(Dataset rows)

---

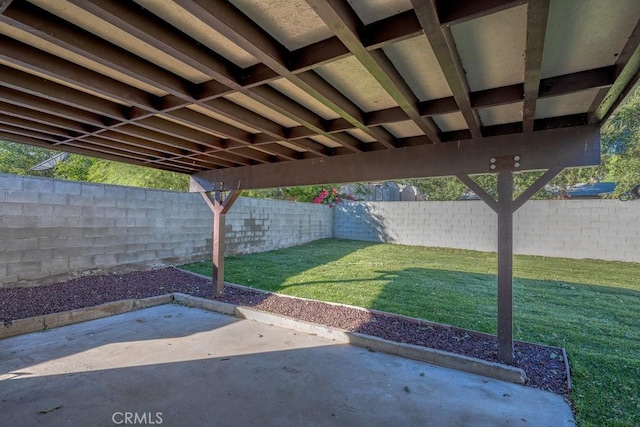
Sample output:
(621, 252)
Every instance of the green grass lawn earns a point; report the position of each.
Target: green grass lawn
(590, 307)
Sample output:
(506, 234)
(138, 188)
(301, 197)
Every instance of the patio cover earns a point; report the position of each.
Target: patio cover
(255, 94)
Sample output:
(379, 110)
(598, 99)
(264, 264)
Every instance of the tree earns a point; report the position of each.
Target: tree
(19, 159)
(621, 145)
(108, 172)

---

SHORT PROBLEM: Give the lines of the material as a JSON list of strings, one string per line, skipping blank lines and leaving the pictures out.

WRITTEN REPLY:
[
  "Sample output:",
  "(621, 252)",
  "Every instance of the green grass lawn earns a point; report the position of each.",
  "Target: green grass lawn",
  "(590, 307)",
  "Sample output:",
  "(506, 234)",
  "(138, 188)",
  "(301, 197)",
  "Every instance of the patio cover earns a point; report the position of each.",
  "Target: patio cover",
  "(255, 94)",
  "Sample output:",
  "(379, 110)",
  "(598, 99)",
  "(264, 264)",
  "Every instance of the tree earns a point; report the position of each.",
  "Target: tree",
  "(19, 159)",
  "(621, 145)",
  "(108, 172)"
]